(Source data)
◆ ◆ ◆ ◆ ◆ ◆ ◆
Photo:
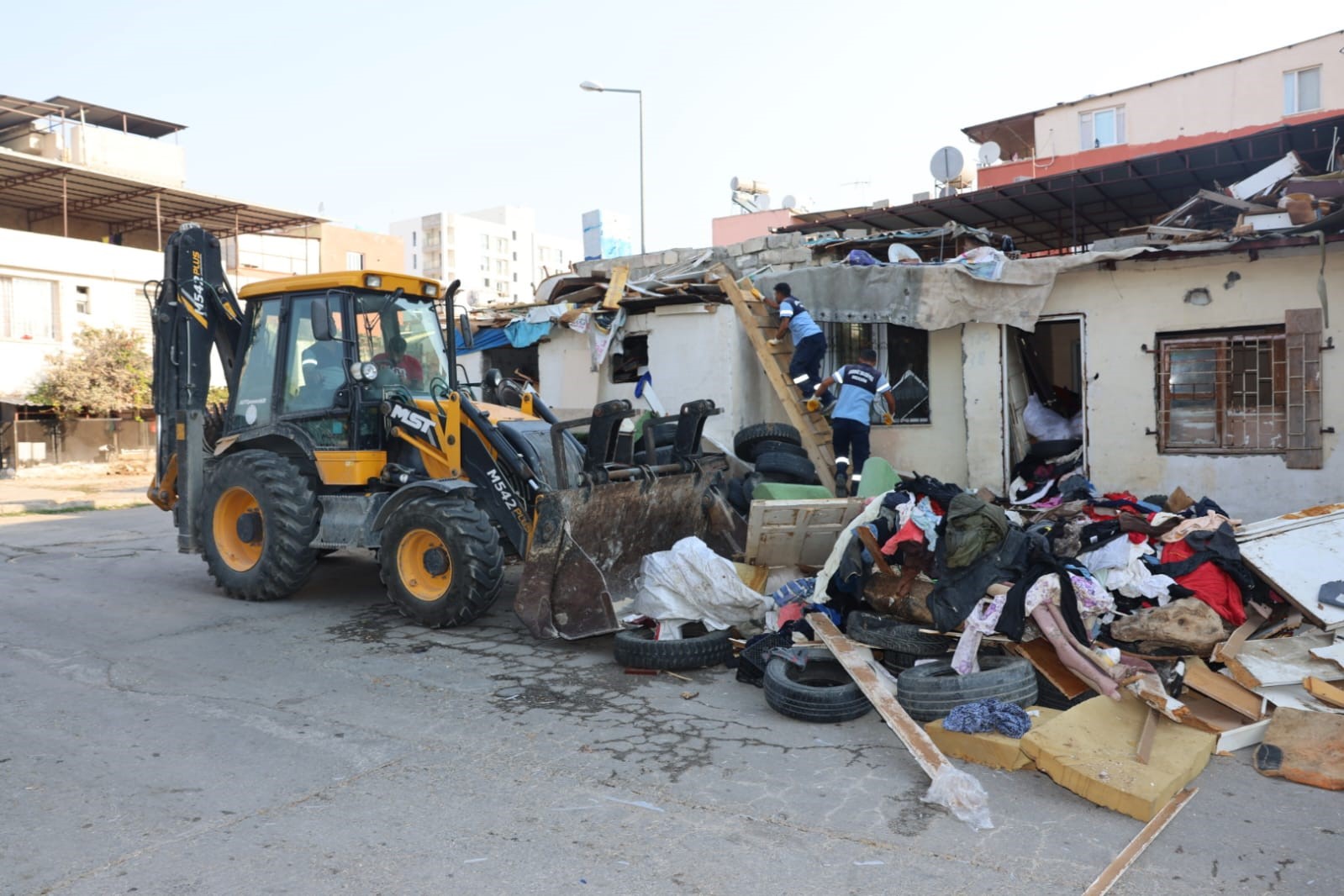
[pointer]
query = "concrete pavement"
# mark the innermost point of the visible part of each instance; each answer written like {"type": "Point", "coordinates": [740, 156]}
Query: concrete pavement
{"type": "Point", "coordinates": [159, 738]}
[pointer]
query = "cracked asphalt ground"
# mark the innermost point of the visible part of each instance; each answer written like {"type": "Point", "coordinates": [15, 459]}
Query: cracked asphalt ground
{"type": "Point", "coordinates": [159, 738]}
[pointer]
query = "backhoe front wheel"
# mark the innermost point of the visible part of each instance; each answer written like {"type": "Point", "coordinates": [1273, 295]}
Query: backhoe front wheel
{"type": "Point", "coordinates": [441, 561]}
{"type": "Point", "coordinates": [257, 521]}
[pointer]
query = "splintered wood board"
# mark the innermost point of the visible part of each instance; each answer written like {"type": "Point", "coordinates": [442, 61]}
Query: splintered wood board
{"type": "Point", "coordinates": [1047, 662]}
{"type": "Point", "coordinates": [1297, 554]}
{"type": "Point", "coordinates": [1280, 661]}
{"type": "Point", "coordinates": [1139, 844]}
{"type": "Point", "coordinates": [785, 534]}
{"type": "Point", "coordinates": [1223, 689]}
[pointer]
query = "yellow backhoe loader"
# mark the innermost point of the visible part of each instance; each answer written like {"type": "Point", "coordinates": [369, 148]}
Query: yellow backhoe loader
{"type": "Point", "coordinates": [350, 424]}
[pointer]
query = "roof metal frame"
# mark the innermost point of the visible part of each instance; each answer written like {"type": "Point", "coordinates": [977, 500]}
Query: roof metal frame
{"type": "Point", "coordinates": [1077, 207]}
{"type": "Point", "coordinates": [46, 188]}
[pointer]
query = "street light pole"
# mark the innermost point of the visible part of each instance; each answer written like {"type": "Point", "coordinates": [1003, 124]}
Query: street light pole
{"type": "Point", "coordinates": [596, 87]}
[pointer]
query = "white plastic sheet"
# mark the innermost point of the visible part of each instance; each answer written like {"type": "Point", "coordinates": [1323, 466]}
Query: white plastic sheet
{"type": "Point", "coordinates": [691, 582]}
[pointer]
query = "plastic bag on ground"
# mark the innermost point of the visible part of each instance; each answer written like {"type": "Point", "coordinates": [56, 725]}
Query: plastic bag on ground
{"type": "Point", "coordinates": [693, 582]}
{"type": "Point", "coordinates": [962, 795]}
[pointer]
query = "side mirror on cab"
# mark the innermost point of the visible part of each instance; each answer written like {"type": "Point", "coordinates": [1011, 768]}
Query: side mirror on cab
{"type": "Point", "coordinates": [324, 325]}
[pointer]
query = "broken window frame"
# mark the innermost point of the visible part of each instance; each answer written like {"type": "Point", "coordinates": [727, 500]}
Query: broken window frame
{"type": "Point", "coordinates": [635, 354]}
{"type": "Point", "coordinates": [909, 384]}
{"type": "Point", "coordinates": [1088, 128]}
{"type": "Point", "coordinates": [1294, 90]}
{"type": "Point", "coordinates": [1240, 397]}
◆ ◆ ◆ ◆ ◆ ◆ ◆
> **What is required**: Leave out the pictures and output the rest of the material exactly as written.

> **Response to the exercise**:
Photo:
[pointer]
query = "concrete pavement"
# mark the innermost point of the visible part of each instance; each answer written like {"type": "Point", "coordinates": [740, 156]}
Query: concrete pavement
{"type": "Point", "coordinates": [159, 738]}
[pointer]
query = "cracked asphalt ground"
# mark the innermost point of the visible part of each instance; each answer written like {"type": "Point", "coordinates": [15, 459]}
Query: cracked asphalt ground
{"type": "Point", "coordinates": [159, 738]}
[pointer]
query = "backhoe front wheel"
# mark the innermost point of the visible part of each instance; each answer written like {"type": "Point", "coordinates": [1273, 295]}
Query: backhoe front wheel
{"type": "Point", "coordinates": [441, 561]}
{"type": "Point", "coordinates": [257, 521]}
[pointer]
query = "splintered wood board"
# mark the innermost point of the visible part of each instance; each answer written like {"type": "Point", "coordinates": [442, 61]}
Query: splintered wood board
{"type": "Point", "coordinates": [1047, 662]}
{"type": "Point", "coordinates": [1297, 554]}
{"type": "Point", "coordinates": [1280, 661]}
{"type": "Point", "coordinates": [1139, 844]}
{"type": "Point", "coordinates": [785, 534]}
{"type": "Point", "coordinates": [1223, 689]}
[pointer]
query = "yellow backhoe loader"
# mark the innermost point of the visible part of each instance; each answer written like {"type": "Point", "coordinates": [369, 148]}
Query: yellow backhoe loader
{"type": "Point", "coordinates": [350, 424]}
[pointer]
query = "roof metal frame"
# mark the innermost point of the visible part of each instance; each answer written like {"type": "Point", "coordinates": [977, 500]}
Query: roof metal frame
{"type": "Point", "coordinates": [1077, 207]}
{"type": "Point", "coordinates": [46, 188]}
[pointer]
query = "street light pole"
# mark the innermost point of the visible part of each instance; each answer written like {"type": "Point", "coordinates": [1003, 124]}
Query: street light pole
{"type": "Point", "coordinates": [596, 87]}
[pointer]
query = "white plastic sheet"
# mark the innermost point of the visible part of each instance; each answer written like {"type": "Point", "coordinates": [1323, 466]}
Query: white plastic sheet
{"type": "Point", "coordinates": [691, 582]}
[pointer]
query = "plastic bag on ground"
# mark the innermost point of the visible part of each instance; each answer written like {"type": "Point", "coordinates": [56, 725]}
Query: plastic bag on ground
{"type": "Point", "coordinates": [693, 582]}
{"type": "Point", "coordinates": [962, 795]}
[pointer]
query = "side mirror on cab"
# mark the innermost point of the visible part of each instance; each answer written like {"type": "Point", "coordinates": [1011, 768]}
Query: side mirror on cab
{"type": "Point", "coordinates": [324, 325]}
[pointer]
query = "broken window frame"
# mark the innermost point of the visible part of each instance; each answer written like {"type": "Point", "coordinates": [727, 500]}
Query: broken window frame
{"type": "Point", "coordinates": [635, 354]}
{"type": "Point", "coordinates": [909, 384]}
{"type": "Point", "coordinates": [1088, 128]}
{"type": "Point", "coordinates": [1294, 90]}
{"type": "Point", "coordinates": [1240, 397]}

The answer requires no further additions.